Data supplied |
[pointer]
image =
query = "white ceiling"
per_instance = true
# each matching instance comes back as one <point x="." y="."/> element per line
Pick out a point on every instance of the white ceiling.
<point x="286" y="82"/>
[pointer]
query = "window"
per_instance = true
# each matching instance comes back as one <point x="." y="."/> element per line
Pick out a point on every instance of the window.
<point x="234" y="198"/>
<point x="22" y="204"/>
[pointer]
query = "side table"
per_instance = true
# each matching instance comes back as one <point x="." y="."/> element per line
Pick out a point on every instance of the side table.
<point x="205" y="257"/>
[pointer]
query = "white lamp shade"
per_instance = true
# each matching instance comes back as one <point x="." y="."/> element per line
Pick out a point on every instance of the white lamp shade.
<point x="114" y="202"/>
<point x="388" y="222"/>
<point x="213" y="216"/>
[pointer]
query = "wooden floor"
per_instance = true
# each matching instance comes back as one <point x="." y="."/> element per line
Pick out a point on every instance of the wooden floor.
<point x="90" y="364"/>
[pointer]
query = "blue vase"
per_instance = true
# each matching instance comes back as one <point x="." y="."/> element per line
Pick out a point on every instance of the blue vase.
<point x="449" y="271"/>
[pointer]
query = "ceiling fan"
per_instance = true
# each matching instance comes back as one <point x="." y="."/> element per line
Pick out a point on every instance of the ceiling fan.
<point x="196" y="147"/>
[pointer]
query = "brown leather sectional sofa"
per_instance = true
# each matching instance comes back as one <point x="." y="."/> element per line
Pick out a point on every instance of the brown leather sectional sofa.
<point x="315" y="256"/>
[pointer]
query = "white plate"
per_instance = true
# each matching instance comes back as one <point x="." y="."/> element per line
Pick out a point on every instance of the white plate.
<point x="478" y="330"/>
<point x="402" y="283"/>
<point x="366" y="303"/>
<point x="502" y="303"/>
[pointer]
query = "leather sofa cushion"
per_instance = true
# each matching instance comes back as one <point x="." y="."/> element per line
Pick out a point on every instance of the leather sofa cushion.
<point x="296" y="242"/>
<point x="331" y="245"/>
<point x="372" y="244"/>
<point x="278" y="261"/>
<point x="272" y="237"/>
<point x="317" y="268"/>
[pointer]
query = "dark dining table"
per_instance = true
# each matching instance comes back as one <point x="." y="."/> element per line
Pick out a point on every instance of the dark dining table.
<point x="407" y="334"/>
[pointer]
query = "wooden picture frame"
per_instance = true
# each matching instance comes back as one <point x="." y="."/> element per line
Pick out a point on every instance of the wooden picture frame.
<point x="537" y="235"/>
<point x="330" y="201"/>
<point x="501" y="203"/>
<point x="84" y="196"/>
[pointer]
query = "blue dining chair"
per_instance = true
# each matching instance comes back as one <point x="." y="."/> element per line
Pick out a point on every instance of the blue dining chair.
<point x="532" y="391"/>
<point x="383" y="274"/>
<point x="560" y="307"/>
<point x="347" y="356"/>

Set problem |
Pick out every line of the listing above that contains the string "shade". Case counts.

The response |
query = "white lamp shade"
Pick out a point on every instance of the white lamp shade.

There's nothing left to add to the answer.